> **WRITTEN REQUEST**:
Please show each line in the listing below that contains the word "stone", copied in full.

> **PROVIDED MATERIAL**:
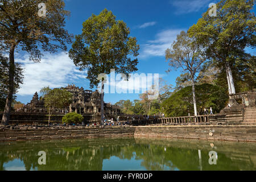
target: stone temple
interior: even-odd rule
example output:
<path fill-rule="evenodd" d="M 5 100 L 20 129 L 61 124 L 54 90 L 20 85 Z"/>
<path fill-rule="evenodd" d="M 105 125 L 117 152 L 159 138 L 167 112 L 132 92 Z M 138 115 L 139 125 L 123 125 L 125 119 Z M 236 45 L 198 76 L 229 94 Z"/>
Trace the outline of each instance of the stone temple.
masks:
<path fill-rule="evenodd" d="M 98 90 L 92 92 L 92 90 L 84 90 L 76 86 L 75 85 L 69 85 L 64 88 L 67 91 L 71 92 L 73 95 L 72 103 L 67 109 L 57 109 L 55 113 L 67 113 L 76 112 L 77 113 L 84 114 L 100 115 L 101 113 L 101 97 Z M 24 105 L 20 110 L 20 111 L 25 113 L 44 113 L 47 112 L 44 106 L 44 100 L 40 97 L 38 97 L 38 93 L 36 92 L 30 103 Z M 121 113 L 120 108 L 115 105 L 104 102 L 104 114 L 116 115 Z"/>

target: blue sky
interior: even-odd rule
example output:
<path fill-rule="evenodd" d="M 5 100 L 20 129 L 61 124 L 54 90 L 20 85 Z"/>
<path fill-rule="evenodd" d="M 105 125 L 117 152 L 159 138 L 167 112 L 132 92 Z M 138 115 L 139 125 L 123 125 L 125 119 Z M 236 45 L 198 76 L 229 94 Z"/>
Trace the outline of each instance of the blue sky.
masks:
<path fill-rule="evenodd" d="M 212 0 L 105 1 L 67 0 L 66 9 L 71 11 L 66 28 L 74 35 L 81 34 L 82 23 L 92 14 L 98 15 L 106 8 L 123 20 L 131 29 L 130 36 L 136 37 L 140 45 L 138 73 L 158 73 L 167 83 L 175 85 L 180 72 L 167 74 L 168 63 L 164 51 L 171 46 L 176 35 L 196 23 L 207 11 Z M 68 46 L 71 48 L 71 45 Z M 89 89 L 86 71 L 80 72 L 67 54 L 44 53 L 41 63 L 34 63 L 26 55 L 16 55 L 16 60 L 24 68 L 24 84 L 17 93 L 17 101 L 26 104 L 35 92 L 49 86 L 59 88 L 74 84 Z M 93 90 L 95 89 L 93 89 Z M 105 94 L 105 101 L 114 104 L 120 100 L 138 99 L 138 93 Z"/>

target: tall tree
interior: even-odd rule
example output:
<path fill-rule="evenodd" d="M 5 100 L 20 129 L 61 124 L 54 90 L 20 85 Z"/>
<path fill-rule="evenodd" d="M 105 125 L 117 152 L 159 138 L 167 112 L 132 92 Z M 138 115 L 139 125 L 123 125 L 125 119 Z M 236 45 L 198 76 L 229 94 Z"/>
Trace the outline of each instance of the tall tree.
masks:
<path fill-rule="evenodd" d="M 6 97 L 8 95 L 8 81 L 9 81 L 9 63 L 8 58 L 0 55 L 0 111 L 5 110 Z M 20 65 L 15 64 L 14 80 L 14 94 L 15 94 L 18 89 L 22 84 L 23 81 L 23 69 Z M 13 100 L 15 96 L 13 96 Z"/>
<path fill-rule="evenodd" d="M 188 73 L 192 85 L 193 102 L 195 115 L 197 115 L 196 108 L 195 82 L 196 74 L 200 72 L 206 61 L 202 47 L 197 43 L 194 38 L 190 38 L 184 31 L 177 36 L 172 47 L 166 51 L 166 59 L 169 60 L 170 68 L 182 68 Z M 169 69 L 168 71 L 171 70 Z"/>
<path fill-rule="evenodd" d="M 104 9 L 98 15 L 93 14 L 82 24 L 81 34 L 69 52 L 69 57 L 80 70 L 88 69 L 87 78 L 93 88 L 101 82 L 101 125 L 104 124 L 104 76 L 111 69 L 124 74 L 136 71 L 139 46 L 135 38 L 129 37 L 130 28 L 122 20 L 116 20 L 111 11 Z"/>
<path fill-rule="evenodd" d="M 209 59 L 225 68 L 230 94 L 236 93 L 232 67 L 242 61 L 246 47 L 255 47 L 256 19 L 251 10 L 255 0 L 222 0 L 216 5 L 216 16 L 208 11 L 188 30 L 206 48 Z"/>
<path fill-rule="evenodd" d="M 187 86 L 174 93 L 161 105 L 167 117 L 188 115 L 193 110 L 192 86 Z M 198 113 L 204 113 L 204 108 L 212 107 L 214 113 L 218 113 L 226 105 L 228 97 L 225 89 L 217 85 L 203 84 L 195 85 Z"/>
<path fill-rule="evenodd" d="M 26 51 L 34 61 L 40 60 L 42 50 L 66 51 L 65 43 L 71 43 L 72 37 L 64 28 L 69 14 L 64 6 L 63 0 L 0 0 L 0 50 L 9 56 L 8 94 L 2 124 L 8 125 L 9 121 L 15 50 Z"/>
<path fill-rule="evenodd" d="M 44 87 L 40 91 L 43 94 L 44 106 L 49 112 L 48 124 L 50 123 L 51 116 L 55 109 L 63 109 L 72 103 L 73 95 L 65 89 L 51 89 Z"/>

--

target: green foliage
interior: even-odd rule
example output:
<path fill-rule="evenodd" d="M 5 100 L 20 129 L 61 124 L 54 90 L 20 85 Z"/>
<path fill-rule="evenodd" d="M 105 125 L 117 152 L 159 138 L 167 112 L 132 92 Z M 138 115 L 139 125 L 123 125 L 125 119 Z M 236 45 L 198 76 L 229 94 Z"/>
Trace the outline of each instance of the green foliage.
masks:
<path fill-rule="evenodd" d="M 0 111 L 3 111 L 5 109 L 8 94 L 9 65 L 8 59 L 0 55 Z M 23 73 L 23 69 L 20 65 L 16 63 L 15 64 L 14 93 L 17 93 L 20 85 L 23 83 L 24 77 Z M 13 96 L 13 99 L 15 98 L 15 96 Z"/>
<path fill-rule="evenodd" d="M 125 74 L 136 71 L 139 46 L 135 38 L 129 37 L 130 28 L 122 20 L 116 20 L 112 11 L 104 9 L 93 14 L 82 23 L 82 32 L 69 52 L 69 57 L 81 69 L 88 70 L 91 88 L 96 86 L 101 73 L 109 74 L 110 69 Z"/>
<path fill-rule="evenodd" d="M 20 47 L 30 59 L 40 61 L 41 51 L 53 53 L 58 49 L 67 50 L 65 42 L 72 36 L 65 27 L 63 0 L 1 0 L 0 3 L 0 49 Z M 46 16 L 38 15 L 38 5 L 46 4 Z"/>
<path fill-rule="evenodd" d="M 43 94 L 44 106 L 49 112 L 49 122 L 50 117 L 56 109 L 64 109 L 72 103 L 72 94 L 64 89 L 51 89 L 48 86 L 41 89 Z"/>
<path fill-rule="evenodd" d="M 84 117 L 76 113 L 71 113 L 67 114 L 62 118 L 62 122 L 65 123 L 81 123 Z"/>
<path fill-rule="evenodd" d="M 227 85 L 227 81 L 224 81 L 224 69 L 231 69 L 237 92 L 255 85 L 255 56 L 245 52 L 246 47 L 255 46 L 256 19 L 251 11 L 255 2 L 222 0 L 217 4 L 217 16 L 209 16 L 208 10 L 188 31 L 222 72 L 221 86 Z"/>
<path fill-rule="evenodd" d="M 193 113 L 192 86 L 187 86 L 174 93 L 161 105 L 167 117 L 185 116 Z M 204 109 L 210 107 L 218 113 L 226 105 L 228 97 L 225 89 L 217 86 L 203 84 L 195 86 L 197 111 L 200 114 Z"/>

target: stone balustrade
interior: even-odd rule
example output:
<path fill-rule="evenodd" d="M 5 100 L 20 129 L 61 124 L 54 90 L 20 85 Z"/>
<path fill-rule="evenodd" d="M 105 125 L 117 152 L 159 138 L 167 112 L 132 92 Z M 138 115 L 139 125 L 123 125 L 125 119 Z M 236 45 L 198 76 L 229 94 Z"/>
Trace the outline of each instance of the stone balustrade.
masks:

> **TASK SOLUTION**:
target: stone temple
Trace the outline of each instance of the stone temple.
target: stone balustrade
Trace the outline of each instance of the stone balustrade.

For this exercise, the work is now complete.